### 本文
そもそも人類の骨格・筋肉・関節の構造は、犬やネコや牛や馬のような4本の脚で歩く動物とほとんど同じです。つまり、基本的に人の体も4本の脚を使って歩くようにできているということです。そしてこの基本構造はほ乳類が現れてから2億年以上ほぼ同じです。人類の体は完全な4本脚用の体なのです。ですから、2本の脚で直立して立って歩くためには当然、筋肉や関節をかなり工夫して使わないといけません。それなのにこの工夫がきちんと身につかないまま成長していくため、腰を使った上半身の支え方に『錯覚や思い違い』が生まれてしまうようです。
錯覚・思い違いとは…
(1) 上半身の重みによって体が前に傾いて、腰椎も前に倒れていくと感じていること
(2) 前に倒れていく腰椎を背筋が引き起こしていると信じていること
ところが、実際には…
(1) 腰椎は元々後ろにそっているので、そこに上から重みがかかるとさらにそる。
つまり上半身の重みによって腰椎は後ろに倒れていくのが実情である。

[インスタンスごとの点による位置特定データ]
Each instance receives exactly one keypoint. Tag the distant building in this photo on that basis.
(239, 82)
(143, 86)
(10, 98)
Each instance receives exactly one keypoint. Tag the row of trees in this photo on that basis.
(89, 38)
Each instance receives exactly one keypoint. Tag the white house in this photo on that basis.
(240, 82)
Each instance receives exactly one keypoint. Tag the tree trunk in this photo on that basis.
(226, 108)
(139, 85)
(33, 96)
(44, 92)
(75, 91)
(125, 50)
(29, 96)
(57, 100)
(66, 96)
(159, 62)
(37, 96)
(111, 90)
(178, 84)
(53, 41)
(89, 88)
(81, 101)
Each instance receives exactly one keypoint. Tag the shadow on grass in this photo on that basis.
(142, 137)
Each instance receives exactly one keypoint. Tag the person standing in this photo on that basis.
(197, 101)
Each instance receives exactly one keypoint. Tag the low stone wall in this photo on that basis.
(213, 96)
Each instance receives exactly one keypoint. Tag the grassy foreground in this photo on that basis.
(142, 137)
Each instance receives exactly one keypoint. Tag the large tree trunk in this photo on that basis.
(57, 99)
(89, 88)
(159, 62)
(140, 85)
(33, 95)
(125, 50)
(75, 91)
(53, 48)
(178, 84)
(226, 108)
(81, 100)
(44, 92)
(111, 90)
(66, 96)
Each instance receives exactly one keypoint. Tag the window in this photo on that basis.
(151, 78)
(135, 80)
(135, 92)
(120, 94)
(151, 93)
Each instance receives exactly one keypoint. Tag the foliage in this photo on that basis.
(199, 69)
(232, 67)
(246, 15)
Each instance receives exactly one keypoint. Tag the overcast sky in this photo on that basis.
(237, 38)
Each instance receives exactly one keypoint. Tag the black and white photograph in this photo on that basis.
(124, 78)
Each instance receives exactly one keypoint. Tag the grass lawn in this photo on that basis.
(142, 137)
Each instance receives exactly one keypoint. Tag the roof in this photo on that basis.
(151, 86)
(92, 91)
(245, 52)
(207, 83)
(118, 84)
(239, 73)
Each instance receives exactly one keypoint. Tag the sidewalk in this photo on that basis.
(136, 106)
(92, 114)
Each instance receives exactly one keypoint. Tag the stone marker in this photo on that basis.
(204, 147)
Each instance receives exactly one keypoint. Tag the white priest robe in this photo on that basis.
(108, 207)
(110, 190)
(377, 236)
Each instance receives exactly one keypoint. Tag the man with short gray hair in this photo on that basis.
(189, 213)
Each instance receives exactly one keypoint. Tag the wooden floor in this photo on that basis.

### 設問
1. 本文の「そもそも人類の骨格・筋肉・関」から「つまり上半身の重みによって腰椎は後ろに倒れていくのが実情である。」までを、一字一句違えずに書き写しなさい。
2. 本文によれば、人の体の基本構造は、ほ乳類が現れてからどれほどの期間ほぼ同じままですか。

### 設問別解答
1.
そもそも人類の骨格・筋肉・関節の構造は、犬やネコや牛や馬のような4本の脚で歩く動物とほとんど同じです。つまり、基本的に人の体も4本の脚を使って歩くようにできているということです。そしてこの基本構造はほ乳類が現れてから2億年以上ほぼ同じです。人類の体は完全な4本脚用の体なのです。ですから、2本の脚で直立して立って歩くためには当然、筋肉や関節をかなり工夫して使わないといけません。それなのにこの工夫がきちんと身につかないまま成長していくため、腰を使った上半身の支え方に『錯覚や思い違い』が生まれてしまうようです。
錯覚・思い違いとは…
(1) 上半身の重みによって体が前に傾いて、腰椎も前に倒れていくと感じていること
(2) 前に倒れていく腰椎を背筋が引き起こしていると信じていること
ところが、実際には…
(1) 腰椎は元々後ろにそっているので、そこに上から重みがかかるとさらにそる。
つまり上半身の重みによって腰椎は後ろに倒れていくのが実情である。

2. 2億年以上